Data supplied ▸
┌──
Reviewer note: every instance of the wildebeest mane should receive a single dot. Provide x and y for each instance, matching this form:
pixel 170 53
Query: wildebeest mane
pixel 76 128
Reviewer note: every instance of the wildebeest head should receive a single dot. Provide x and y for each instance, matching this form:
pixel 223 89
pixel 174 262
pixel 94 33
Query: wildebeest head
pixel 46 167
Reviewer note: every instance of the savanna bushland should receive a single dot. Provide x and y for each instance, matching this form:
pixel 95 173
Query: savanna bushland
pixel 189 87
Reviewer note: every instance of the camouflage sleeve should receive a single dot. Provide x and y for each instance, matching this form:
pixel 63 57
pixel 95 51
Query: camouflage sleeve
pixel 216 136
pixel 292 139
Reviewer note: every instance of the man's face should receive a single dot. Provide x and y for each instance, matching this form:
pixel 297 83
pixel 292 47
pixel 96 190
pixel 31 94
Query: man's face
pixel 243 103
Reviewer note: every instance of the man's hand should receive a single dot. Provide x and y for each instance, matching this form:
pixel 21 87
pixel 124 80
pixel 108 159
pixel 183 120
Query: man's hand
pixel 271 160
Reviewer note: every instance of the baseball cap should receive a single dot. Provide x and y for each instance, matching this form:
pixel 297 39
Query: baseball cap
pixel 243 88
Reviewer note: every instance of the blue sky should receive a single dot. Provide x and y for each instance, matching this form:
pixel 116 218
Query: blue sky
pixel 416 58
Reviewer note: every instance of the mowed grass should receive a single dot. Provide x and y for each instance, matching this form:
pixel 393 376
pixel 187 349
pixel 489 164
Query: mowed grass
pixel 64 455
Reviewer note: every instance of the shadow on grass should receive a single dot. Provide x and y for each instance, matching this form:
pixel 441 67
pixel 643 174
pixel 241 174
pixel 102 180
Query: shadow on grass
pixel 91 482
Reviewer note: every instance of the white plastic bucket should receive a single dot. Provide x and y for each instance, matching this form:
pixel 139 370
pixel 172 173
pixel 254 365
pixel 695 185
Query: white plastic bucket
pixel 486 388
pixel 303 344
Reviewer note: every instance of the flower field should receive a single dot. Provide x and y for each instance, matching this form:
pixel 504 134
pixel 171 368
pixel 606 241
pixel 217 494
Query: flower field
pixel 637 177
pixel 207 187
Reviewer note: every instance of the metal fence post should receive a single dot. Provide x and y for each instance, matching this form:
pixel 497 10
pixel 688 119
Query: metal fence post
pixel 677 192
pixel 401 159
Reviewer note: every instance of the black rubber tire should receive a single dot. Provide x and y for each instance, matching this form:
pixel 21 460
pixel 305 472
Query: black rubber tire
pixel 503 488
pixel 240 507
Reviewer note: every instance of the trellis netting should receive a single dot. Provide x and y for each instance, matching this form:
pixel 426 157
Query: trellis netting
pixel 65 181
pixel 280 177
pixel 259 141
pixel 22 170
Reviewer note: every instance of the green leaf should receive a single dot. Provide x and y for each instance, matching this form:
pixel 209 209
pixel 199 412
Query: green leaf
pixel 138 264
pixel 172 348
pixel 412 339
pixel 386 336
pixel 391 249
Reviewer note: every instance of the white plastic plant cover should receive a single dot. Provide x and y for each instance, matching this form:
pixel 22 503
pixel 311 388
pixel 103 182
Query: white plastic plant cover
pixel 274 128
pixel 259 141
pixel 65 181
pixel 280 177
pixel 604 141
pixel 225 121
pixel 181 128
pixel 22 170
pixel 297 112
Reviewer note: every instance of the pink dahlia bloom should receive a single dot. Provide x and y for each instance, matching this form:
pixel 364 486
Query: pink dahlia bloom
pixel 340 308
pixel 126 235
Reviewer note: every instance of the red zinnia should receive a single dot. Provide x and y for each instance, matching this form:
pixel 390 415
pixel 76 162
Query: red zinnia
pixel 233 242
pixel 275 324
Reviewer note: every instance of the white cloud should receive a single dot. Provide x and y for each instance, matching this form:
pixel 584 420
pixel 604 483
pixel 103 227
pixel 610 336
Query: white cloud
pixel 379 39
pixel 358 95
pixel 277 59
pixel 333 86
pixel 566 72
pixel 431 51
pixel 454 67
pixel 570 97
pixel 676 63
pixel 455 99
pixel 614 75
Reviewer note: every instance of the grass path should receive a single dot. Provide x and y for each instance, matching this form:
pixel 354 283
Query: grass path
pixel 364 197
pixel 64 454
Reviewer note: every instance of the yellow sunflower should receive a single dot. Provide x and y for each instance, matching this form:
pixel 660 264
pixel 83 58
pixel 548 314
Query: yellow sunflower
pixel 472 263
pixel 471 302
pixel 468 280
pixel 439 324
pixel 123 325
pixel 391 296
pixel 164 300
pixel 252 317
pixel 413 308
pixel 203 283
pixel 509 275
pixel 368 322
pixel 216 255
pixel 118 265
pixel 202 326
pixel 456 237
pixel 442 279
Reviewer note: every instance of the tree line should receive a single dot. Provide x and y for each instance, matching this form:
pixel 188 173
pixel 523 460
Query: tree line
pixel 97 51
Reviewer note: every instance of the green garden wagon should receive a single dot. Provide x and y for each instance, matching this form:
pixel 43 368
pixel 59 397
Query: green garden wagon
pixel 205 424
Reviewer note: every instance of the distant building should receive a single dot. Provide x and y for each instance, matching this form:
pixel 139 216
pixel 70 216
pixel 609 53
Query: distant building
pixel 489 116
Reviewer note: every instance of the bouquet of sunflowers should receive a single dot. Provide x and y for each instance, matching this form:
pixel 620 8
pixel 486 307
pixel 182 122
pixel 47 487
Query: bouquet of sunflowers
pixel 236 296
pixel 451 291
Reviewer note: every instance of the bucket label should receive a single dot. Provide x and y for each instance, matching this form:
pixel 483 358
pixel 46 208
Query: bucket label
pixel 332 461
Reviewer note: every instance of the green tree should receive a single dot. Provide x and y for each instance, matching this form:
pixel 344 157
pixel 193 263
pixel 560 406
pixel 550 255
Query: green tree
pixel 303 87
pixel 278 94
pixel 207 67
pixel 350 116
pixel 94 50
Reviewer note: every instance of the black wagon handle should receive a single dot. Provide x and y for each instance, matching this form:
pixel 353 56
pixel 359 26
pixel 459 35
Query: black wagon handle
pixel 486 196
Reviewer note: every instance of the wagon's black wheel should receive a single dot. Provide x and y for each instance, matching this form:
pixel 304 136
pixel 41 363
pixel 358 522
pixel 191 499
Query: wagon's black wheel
└──
Action item ▸
When a line of the records holds the word "wheel", copy that line.

Completed task ▸
Reviewer note: every instance of the wagon's black wheel should receive a single dot. Provide x and y for each instance, matching this form:
Query: wagon's black wheel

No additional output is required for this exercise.